======== Passage shown
Fatal error: Fortran auto allocation failed

Dear Mat and all,

I am getting an error, apparently when copying the device array to host array. I get many lines of the following output message:


and also I get

0: copyout Memcpy (host=0x25f56f0, dev=0x7fd150e00000, size=56448) FAILED: 4(unspecified launch failure)
  • I am using pgi 18.10
  • cuda-memcheck and all other debugging flags do not give any more info
  • The error only occurs when the problem size exceeds a certain amount
  • I made sure about the memory available on the device.

I would appreciate your help and advice on this.


P.S. The code is part of the package I provided before (https://github.com/amir-saadat/BDpack) that I wish you still have installed. The particular example that shows this is at (https://github.com/amir-saadat/BDpack/tree/master/projects/semidilute_comb). The error occurs in the line 1238 of the file box_mod.f90.

Hi Amir,

I just updated my git repository and was able to build and successfully run the code (using semidilute_dumb_shear) with 19.1.

Most likely given the error, you’re running into a problem we had with CUDA Fortran code when we first enabled F2003 allocatable semantics by default in 18.10. You might try adding the flag " -⁠Mallocatable=95" to revert to using F95 semantics to see if it works around the issue.

Note that the next PGI Community Edition, 19.4, should be out soon which you can also try then.


Hi Mat,

Many thanks for your reply.

“-Mallocatable=95” didn’t seem to resolve the issue. I added the flag for compiling both host and device codes. Please run the example in “semidilute_comb” in particular to hopefully reproduce the error (using the executable, please run “mpirun -np 1 …/…/bin/BDpack”).


Hi Amir,

I went back and compiled the code with 18.10 and ran the semidilute_comb workload. Unfortunately, I’m not able to reproduce the error you show. The code does eventually seg fault in the dot product at line 290 of “semidilute_bs/pp_smdlt.f90” but doesn’t seem related and is a different issue.

I did have to modify your make.inc file to get things to link using the following command. One thing that I did do differently was to not link the CUDA libraries directly but rather use the PGI “-Mcuda -Mcudalib=cublas” flags. The compiler will implicitly add the CUDA libraries but more importantly, make sure to use the same CUDA version that the compilers are using. Could you have a mismatch between the CUDA version PGI is using and the CUDA 9.2 libraries? In PGI 18.10, we look to see what CUDA driver version you have installed to determine which CUDA version to use. If you have the CUDA 10.0 driver, hard coding the CUDA 9.2 libraries in the makefile could be an issue.

Also, I’m not sure how you got the code to link without the Intel runtime libraries on the link line. Are you using a mpif90 driver configured to use ifort?

GLBLIBS += -Mcuda -Mcudalib=cublas
GLBLIBS += -L ~/mkl_pgi18/lib/intel64/ -L/opt/intel/compilers_and_libraries_2019/linux/lib/intel64/
GLBLIBS += -lmkl_lapack95_lp64 -lmkl_blas95_lp64 ~/mkl_pgi18/include/blas.o
GLBLIBS +=  -lifcore -limf -lirc -lm -lsvml -lintlc


Hi Mat,

Many thanks again for your reply and effort.
================
======== Collected data
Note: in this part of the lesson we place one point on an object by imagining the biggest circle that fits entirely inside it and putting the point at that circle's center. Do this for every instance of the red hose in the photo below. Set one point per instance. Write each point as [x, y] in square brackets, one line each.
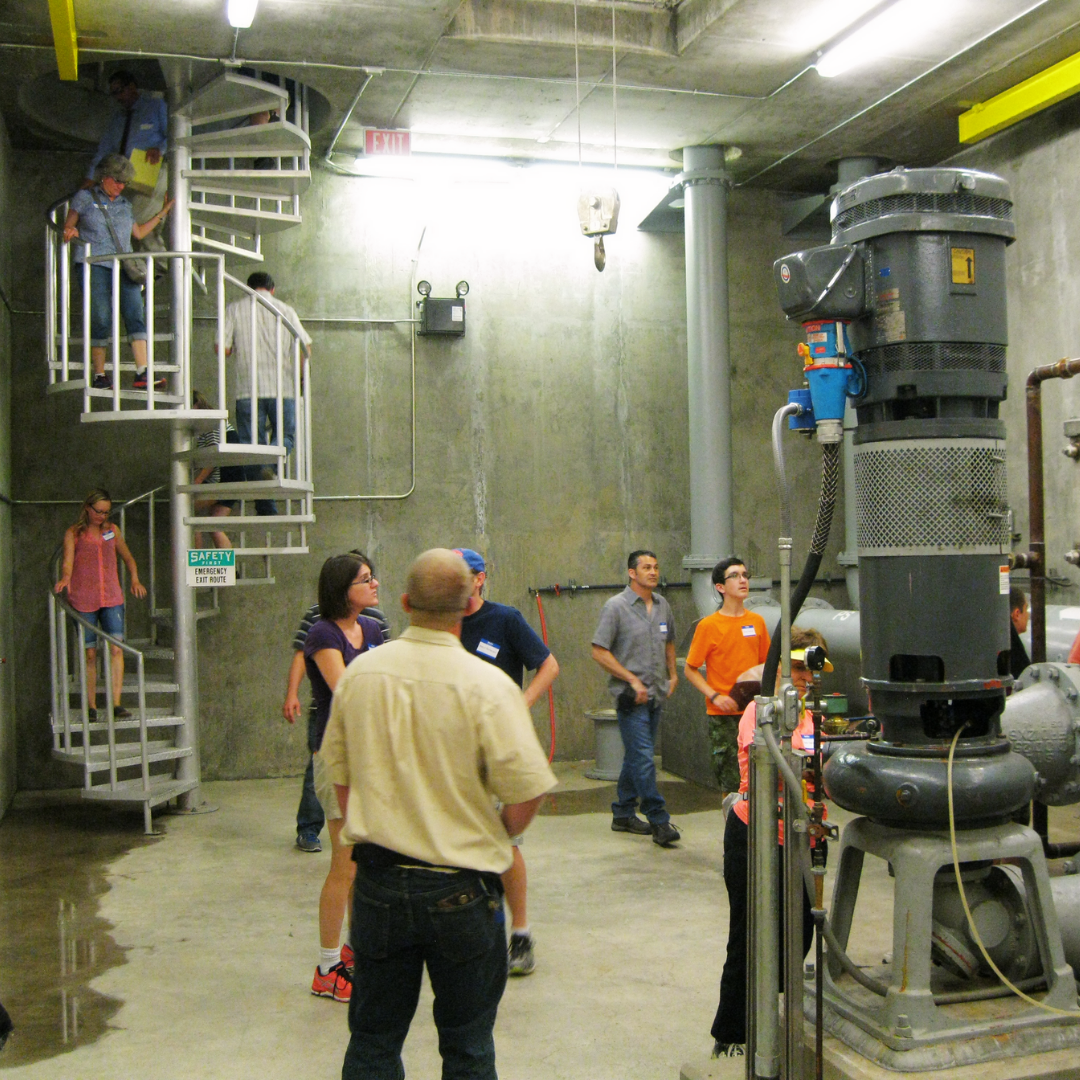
================
** Exercise requirements **
a – From the thread, return the passage starting at "I would appreciate" and ending at "semidilute_dumb_shear) with 19.1.".
b – Answer these questions from the thread:
(i) Which PGI version was the first poster using?
(ii) Which flag did Mat suggest to revert to F95 allocatable semantics?
(iii) At which line of which file does the code eventually seg fault when Mat runs the semidilute_comb workload?

** Solutions by task **
a –
I would appreciate your help and advice on this.


P.S. The code is part of the package I provided before (https://github.com/amir-saadat/BDpack) that I wish you still have installed. The particular example that shows this is at (https://github.com/amir-saadat/BDpack/tree/master/projects/semidilute_comb). The error occurs in the line 1238 of the file box_mod.f90.

Hi Amir,

I just updated my git repository and was able to build and successfully run the code (using semidilute_dumb_shear) with 19.1.

b –
(i) PGI 18.10
(ii) -Mallocatable=95
(iii) Line 290 of "semidilute_bs/pp_smdlt.f90"